▶ **Goal**:
Which rows below contain the string "mountain" with the same capitalization? Pull out each of those rows and copy it in full.

++++ Dataset entries ++++

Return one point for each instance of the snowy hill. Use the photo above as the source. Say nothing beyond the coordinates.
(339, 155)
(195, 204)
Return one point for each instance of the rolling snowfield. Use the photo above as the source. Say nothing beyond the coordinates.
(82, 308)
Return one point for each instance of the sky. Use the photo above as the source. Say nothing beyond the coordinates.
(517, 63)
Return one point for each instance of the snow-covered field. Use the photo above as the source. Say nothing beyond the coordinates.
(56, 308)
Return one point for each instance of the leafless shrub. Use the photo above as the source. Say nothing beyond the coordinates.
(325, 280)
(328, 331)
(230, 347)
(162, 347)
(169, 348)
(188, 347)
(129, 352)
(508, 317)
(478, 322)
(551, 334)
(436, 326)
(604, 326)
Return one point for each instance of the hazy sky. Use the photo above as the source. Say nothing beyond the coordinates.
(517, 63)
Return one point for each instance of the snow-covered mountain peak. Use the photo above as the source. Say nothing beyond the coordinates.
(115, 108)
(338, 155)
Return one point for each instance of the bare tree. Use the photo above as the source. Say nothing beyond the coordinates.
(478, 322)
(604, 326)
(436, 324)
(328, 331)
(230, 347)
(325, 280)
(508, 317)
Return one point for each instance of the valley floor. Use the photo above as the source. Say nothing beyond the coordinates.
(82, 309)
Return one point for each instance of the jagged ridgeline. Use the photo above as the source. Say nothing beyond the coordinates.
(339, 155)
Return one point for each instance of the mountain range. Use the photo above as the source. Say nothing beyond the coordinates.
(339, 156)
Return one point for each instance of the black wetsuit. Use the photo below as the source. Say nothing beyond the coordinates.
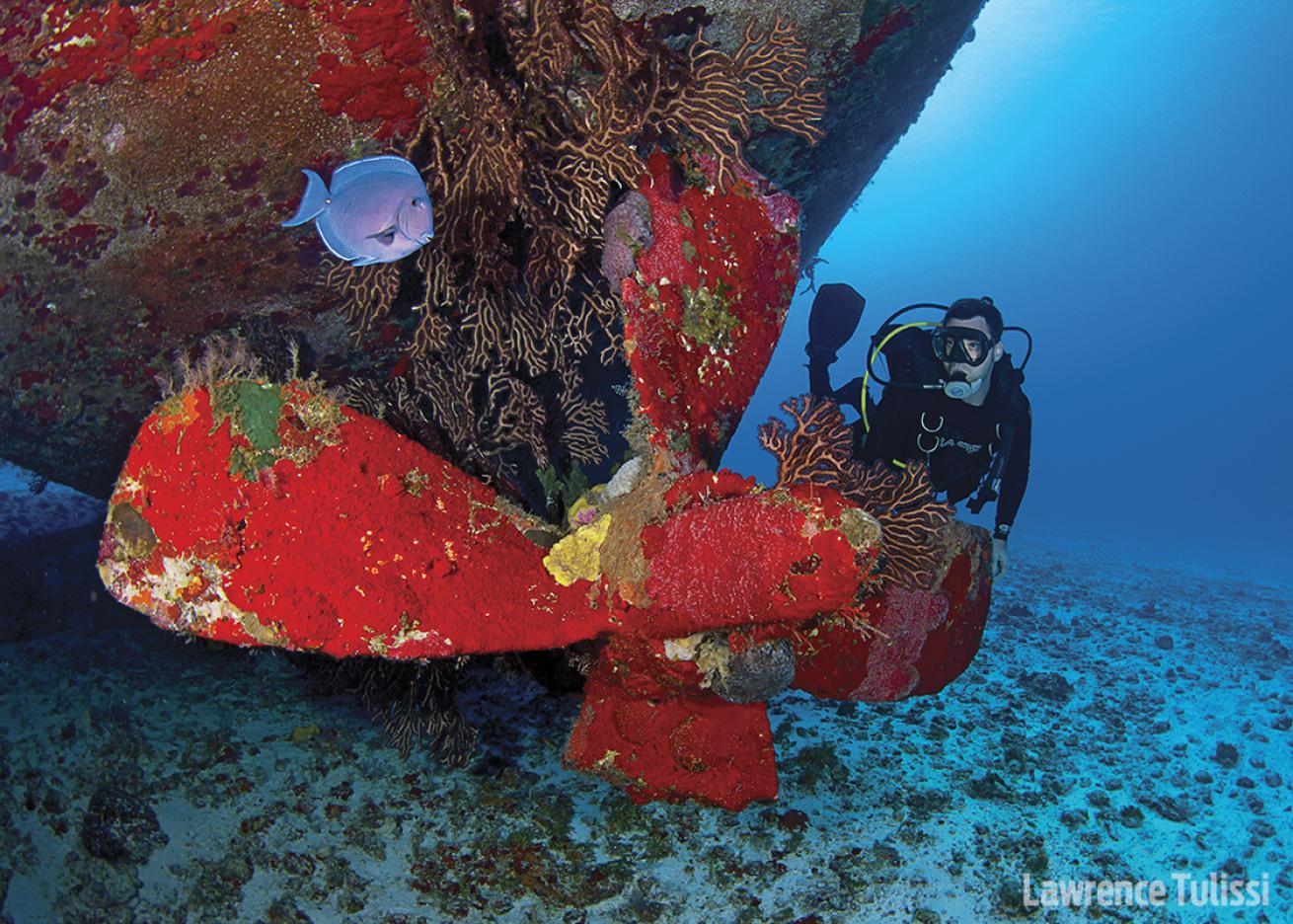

++++

▶ **Exercise answer**:
Return one point for each instance of the snow-covered mountain peak. Use the photo above as the source. Say nothing beyond the coordinates.
Return one point for each instance of the mountain range. Use the photo above as the source. Say nothing beyond the coordinates.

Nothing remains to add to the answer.